• What is expected: Would you write out every record that follows exactly, with the pictures left out?

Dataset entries
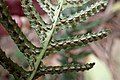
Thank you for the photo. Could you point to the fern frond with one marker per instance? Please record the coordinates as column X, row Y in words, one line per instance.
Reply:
column 13, row 68
column 47, row 7
column 6, row 18
column 77, row 41
column 84, row 14
column 35, row 20
column 65, row 68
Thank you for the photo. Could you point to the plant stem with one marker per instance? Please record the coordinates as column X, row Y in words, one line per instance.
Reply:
column 57, row 11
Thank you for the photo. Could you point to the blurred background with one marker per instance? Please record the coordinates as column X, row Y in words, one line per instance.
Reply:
column 105, row 53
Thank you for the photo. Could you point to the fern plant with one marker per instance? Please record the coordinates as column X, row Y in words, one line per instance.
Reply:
column 30, row 68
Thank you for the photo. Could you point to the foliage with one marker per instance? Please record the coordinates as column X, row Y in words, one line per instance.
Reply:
column 29, row 58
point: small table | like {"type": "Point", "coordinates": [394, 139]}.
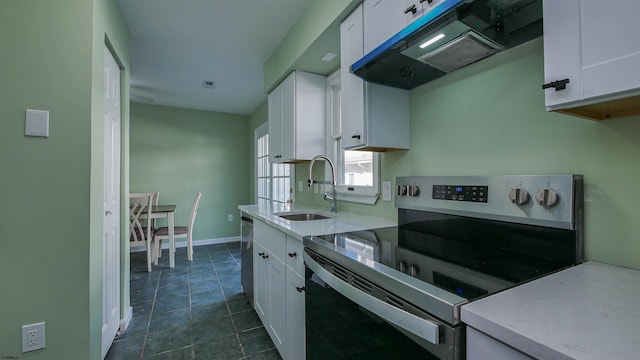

• Written solution:
Thank you for the photo. Could you point to the fern frond with one marker per instance? Please record the coordinates as column X, row Y in words, one line per instance.
Reply:
column 13, row 68
column 47, row 7
column 6, row 18
column 77, row 41
column 84, row 14
column 35, row 20
column 65, row 68
Thank you for the photo. Could you point to the plant stem with one marker per instance? Please record the coordinates as column X, row Y in words, one line per instance.
Reply:
column 57, row 11
Thank you for the photo. Could you point to the blurred background with one marker per instance? Please record the coordinates as column X, row Y in words, one line per instance.
Reply:
column 105, row 53
Thank you for the photo. Could you point to the fern plant with one marker per instance? Please record the coordinates as column X, row Y in words, one line per instance.
Reply:
column 30, row 68
Thank you for the photo. Could you point to the foliage with one marker per instance? Please record the coordinates as column X, row Y in words, one line per instance.
Reply:
column 29, row 58
point: small table | like {"type": "Point", "coordinates": [394, 139]}.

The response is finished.